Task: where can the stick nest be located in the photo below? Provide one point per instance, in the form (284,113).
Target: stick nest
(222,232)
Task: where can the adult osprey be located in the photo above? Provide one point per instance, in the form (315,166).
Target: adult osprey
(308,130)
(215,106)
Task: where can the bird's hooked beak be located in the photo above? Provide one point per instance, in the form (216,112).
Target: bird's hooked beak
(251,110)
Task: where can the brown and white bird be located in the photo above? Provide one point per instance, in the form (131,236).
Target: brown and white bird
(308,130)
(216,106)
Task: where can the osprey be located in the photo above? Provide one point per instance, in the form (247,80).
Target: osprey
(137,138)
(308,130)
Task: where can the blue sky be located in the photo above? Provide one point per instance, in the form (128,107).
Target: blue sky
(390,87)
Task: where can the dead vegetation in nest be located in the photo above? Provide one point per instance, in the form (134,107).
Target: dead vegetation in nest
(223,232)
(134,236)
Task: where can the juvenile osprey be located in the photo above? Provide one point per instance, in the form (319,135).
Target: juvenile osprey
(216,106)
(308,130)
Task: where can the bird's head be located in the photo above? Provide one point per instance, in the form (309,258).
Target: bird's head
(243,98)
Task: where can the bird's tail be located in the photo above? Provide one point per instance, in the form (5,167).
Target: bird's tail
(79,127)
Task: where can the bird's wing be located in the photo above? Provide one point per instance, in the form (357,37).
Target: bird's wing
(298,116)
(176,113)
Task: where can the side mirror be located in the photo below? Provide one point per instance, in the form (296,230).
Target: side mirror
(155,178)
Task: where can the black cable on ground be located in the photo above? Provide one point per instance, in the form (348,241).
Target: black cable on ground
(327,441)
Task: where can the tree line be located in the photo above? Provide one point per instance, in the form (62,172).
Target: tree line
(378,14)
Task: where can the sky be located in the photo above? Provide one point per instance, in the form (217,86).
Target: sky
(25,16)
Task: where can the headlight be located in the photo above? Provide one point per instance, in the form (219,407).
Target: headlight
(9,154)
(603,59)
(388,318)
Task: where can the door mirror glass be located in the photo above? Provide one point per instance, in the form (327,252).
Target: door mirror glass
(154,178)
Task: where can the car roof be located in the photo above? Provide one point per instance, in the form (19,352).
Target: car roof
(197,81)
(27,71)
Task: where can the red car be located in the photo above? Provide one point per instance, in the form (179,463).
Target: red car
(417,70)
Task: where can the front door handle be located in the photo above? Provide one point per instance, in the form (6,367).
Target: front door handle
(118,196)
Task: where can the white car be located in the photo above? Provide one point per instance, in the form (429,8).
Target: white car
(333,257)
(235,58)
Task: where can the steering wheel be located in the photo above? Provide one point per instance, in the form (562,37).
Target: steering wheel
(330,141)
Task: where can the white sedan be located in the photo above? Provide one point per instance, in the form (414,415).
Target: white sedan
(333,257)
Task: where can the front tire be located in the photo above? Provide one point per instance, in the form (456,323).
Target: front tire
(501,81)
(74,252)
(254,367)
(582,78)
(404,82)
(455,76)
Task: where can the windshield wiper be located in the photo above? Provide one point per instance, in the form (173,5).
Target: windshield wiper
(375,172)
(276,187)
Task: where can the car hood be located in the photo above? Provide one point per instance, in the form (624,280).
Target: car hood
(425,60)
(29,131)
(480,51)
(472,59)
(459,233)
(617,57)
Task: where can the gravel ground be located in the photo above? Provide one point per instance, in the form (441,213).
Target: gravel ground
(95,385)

What to do: Rewrite the material starting at the line that contains "Task: where can the white sedan" and ending at the last line of the material, keeping every line. Multiply each answer coordinate by 2.6 and round to whole numbers, with halves rounding up; leave all other numbers, including the sample coordinates, unchanged.

Final answer:
Task: where can the white sedan be located in the photo above? Provide one point per instance, in the form (414,415).
Target: white sedan
(866,668)
Task: where can the front tire be located in the photo above? Provide one point per instance, in the form (456,323).
Target: front tire
(1303,211)
(192,655)
(660,954)
(1513,203)
(1050,213)
(1183,198)
Task: where can the windshield wiper be located in the photo above? Provide one point per instance, in the form (173,5).
Target: windshield wiper
(975,447)
(718,486)
Task: where can the car hood be located in the photo above? Provide one point per instance, in the form (624,280).
Target: car hood
(1105,156)
(75,341)
(1248,133)
(1227,153)
(1193,606)
(1604,148)
Task: where can the gravel ground be located in the photo above? Provide one point per instance, in the form (441,213).
Target: gravel ground
(247,1001)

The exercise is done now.